* SELECTED TEXT *
**********
Comparison of general characteristics
Prospective users must understand a few foundational details when comparing Oracle’s database with the EDB Postgres Advanced Server database. Having an understanding of these basic characteristics is especially valuable during discussions between Oracle experts and Postgres experts.
Terminology
Before looking at the compatibility issues in detail, be aware that there are differences in nomenclature used in many SQL-based products. The table shows some of these differences.
Oracle | EDB Postgres Advanced Server |
---|---|
Table or index | Table, index, or relation |
Row | Row or tuple |
Column | Column or attribute |
Data block | Page—When block is on disk |
Page | Buffer—When block is in memory |
In addition, each instance of EDB Postgres Advanced Server is referred to as a cluster. A cluster is a collection of databases that is managed by a single program instance. It consists of a data directory that contains all data and configuration files. You can refer to it in two ways: by location of the data directory or by port number. A single server can have many program installations, and you can create multiple clusters.
**********
Dataset entries:

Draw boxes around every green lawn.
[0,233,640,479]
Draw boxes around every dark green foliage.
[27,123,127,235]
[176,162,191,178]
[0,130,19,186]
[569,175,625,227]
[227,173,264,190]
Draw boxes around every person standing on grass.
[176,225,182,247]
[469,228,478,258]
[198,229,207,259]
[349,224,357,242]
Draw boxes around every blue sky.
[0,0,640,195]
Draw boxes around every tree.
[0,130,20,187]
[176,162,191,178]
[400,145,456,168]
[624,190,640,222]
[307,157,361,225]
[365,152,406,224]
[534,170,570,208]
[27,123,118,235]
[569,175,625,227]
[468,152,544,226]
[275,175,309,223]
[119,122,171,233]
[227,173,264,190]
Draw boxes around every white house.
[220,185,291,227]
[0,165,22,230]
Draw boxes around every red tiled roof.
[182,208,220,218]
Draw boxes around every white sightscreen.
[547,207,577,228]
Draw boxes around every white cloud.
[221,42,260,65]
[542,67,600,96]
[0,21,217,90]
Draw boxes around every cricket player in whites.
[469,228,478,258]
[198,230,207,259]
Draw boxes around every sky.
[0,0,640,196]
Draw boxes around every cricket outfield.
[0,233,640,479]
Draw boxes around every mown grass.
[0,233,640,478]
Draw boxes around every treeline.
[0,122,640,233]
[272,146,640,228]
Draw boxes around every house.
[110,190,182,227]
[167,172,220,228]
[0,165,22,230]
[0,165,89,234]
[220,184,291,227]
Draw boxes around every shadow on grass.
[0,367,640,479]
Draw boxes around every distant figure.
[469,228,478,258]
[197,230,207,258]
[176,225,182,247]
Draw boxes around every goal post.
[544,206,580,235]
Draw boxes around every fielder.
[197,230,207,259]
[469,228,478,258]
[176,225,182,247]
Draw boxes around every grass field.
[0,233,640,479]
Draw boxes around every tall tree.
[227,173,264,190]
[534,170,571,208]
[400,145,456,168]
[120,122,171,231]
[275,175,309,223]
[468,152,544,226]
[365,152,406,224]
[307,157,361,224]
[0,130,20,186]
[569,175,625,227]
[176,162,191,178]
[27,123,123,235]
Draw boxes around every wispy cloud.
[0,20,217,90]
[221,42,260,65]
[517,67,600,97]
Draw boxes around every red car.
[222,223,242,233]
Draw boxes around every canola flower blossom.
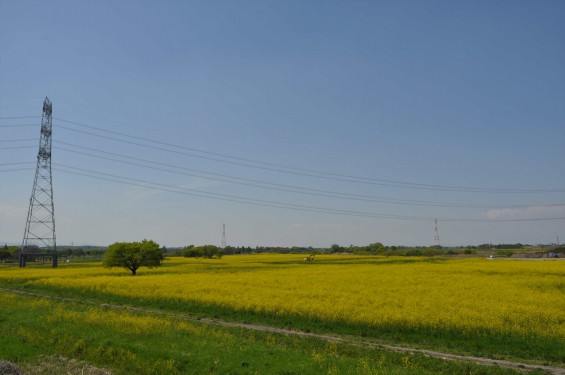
[0,255,565,339]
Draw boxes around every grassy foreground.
[0,255,565,374]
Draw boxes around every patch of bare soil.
[22,356,112,375]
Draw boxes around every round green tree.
[103,240,165,276]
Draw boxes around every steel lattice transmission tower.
[21,97,57,253]
[434,219,441,247]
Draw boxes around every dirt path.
[0,288,565,375]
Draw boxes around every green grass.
[0,292,528,374]
[0,257,565,374]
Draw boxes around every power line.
[0,116,41,120]
[55,164,565,222]
[0,124,37,128]
[0,138,37,142]
[55,141,565,208]
[55,118,565,194]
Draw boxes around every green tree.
[103,240,165,276]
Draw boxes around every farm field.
[0,255,565,374]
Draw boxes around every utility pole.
[434,219,441,247]
[20,97,57,267]
[222,224,226,249]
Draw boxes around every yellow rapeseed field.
[0,255,565,339]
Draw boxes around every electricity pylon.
[20,97,57,258]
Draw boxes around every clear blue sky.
[0,0,565,247]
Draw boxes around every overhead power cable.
[0,124,37,128]
[55,141,565,208]
[0,116,41,119]
[54,117,565,194]
[56,164,565,222]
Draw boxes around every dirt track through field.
[0,288,565,375]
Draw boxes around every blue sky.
[0,0,565,247]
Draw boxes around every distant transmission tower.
[20,98,57,258]
[434,219,441,247]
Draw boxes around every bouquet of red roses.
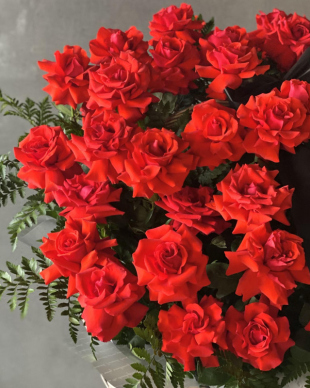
[0,4,310,388]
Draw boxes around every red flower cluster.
[251,8,310,71]
[132,225,210,304]
[182,100,245,170]
[156,186,230,234]
[14,125,82,202]
[213,164,294,233]
[196,26,269,100]
[69,108,141,183]
[225,225,310,308]
[24,4,310,371]
[158,296,227,371]
[76,261,148,342]
[38,46,89,108]
[237,88,310,162]
[149,3,206,44]
[40,217,116,297]
[225,303,294,371]
[118,128,195,198]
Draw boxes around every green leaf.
[207,262,241,299]
[211,235,227,249]
[197,363,231,386]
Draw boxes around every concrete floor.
[0,0,310,388]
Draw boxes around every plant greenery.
[0,87,310,388]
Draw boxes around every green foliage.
[201,18,215,35]
[207,262,240,299]
[0,90,56,127]
[88,333,99,361]
[0,154,26,207]
[280,359,310,387]
[8,190,61,251]
[185,162,231,189]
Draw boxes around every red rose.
[87,52,156,121]
[276,79,310,115]
[213,164,294,234]
[150,36,200,94]
[40,217,117,297]
[38,46,89,109]
[225,225,310,308]
[158,296,227,372]
[14,125,82,202]
[118,128,195,198]
[155,186,230,235]
[225,303,295,371]
[53,173,124,223]
[89,27,152,64]
[76,262,148,342]
[69,108,141,183]
[252,9,310,71]
[132,225,210,304]
[182,100,245,170]
[149,3,206,45]
[196,26,270,100]
[237,90,310,162]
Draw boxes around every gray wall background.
[0,0,310,388]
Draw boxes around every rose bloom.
[38,46,89,109]
[132,225,210,304]
[225,303,295,371]
[87,52,157,121]
[150,36,200,94]
[237,90,310,162]
[118,128,195,198]
[76,262,148,342]
[225,225,310,308]
[40,217,117,297]
[149,3,206,45]
[155,186,230,235]
[14,125,82,202]
[182,100,245,170]
[213,164,294,234]
[89,26,151,64]
[53,173,124,223]
[158,296,227,372]
[251,9,310,71]
[196,26,270,100]
[69,108,141,183]
[276,79,310,115]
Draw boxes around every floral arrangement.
[0,4,310,388]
**********
* SET EXERCISE 1 *
Answer these from the Oracle and Postgres comparison:
(a) Besides "row," what term does EDB Postgres Advanced Server use for a row?
(b) What is each instance of EDB Postgres Advanced Server referred to as?
(c) In what two ways can you refer to a cluster?
* SET EXERCISE 2 *
Please reproduce word for word the entries starting at the line that contains "Draw boxes around every gray wall background." and ending at the final line of the entries, with both ends included.
These entries are unrelated to the Oracle and Postgres comparison.

* EXERCISE RESULT 1 *
(a) Tuple.
(b) A cluster.
(c) By the location of its data directory or by its port number.

* EXERCISE RESULT 2 *
Draw boxes around every gray wall background.
[0,0,310,388]
Draw boxes around every rose bloom.
[38,46,89,109]
[132,225,210,304]
[225,303,295,371]
[87,52,157,121]
[150,36,200,94]
[237,90,310,162]
[118,128,195,198]
[76,262,148,342]
[225,225,310,308]
[40,217,117,297]
[149,3,206,45]
[155,186,230,235]
[14,125,82,202]
[182,100,245,170]
[213,164,294,234]
[89,26,151,64]
[53,173,124,223]
[158,296,227,372]
[251,9,310,71]
[196,26,270,100]
[69,108,141,183]
[276,79,310,115]
Draw boxes around every floral arrangement.
[0,4,310,388]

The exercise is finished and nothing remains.